▶ **What the exercise asks**:
Carry on the passage about studying history from after its final sentence, keeping its argument and tone.

It's the generation that have fallen prey to today's social media and garbage news outlets telling us that history is important -- why should the young be credulous to the gullible?
If the old adage "Those who cannot remember the past are condemned to repeat it" is to be acted upon, it is without a doubt not to study history and try to remember the past because clearly we're always repeating it.

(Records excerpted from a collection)
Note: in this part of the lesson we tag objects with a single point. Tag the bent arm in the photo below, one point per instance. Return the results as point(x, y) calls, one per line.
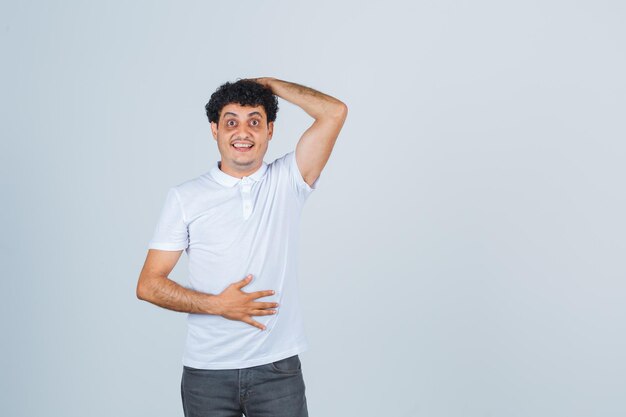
point(155, 287)
point(316, 144)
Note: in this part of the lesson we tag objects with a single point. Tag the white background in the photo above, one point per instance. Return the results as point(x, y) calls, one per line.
point(463, 255)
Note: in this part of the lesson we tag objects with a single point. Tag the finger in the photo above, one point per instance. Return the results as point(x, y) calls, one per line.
point(262, 306)
point(263, 312)
point(243, 282)
point(259, 294)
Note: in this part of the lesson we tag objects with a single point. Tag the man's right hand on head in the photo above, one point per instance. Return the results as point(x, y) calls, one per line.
point(235, 304)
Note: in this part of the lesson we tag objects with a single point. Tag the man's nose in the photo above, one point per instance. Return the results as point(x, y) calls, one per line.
point(243, 131)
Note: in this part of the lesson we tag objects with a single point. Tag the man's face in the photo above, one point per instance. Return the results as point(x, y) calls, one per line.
point(240, 126)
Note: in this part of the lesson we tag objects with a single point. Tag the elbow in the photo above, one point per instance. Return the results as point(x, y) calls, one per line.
point(341, 110)
point(142, 292)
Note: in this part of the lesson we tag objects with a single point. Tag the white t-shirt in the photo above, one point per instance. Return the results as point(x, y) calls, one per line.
point(230, 228)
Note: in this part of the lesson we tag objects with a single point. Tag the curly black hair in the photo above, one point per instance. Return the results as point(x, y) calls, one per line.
point(245, 93)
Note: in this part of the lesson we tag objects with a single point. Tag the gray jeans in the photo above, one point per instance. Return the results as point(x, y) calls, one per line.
point(275, 389)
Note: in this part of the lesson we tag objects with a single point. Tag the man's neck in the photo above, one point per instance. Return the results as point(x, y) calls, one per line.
point(238, 173)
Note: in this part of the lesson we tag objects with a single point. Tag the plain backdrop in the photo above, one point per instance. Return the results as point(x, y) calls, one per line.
point(462, 256)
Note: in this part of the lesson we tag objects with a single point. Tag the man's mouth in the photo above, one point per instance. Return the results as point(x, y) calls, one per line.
point(242, 147)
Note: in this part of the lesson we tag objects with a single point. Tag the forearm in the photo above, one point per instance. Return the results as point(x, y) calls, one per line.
point(164, 292)
point(318, 105)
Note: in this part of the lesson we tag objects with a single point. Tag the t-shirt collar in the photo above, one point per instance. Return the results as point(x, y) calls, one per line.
point(228, 180)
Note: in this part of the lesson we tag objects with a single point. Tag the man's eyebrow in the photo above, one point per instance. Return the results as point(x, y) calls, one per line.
point(254, 113)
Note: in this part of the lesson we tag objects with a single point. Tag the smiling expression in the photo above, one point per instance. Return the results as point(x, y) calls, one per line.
point(242, 136)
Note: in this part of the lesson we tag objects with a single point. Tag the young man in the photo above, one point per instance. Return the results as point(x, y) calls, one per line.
point(238, 223)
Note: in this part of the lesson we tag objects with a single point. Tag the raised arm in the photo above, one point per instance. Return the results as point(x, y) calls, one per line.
point(316, 144)
point(155, 287)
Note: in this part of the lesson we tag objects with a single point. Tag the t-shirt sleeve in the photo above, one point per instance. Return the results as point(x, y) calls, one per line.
point(171, 232)
point(303, 190)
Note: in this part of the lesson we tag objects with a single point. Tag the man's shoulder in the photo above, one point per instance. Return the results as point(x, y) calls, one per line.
point(282, 161)
point(194, 185)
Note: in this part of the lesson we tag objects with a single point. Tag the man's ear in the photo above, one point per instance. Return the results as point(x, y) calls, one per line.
point(214, 130)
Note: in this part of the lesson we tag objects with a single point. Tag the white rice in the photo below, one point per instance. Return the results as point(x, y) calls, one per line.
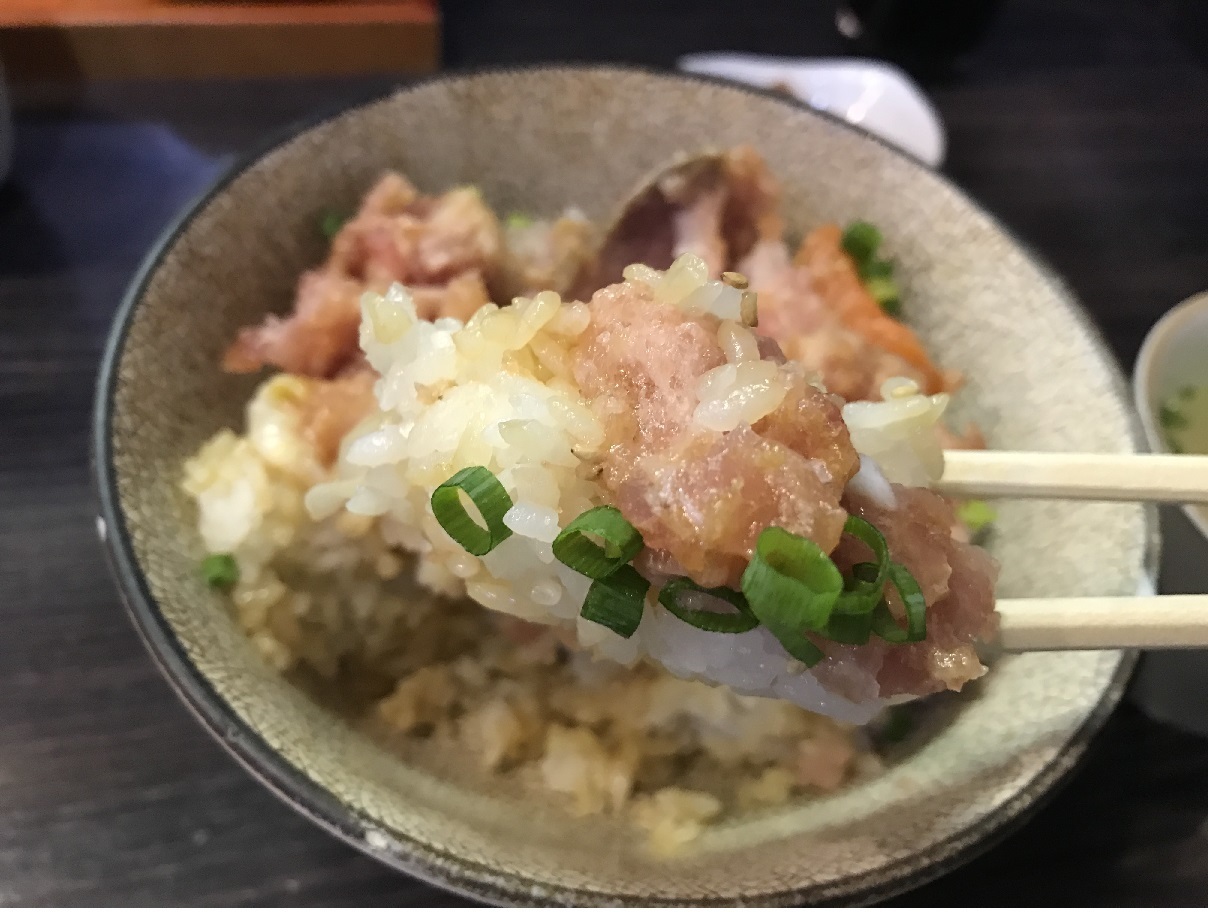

▶ **Exercise result**:
So what is important and constant across time? Those that have empathy (or fake empathy) for the masses and can galvanize them have the power to drive society. Perception is reality more than facts are reality in all but the sciences. If the world were to reset and humans were stripped of all tools, they would re-invent math, science, biology, physics. I doubt that our laws, traditions and zeitgeist would be replicated.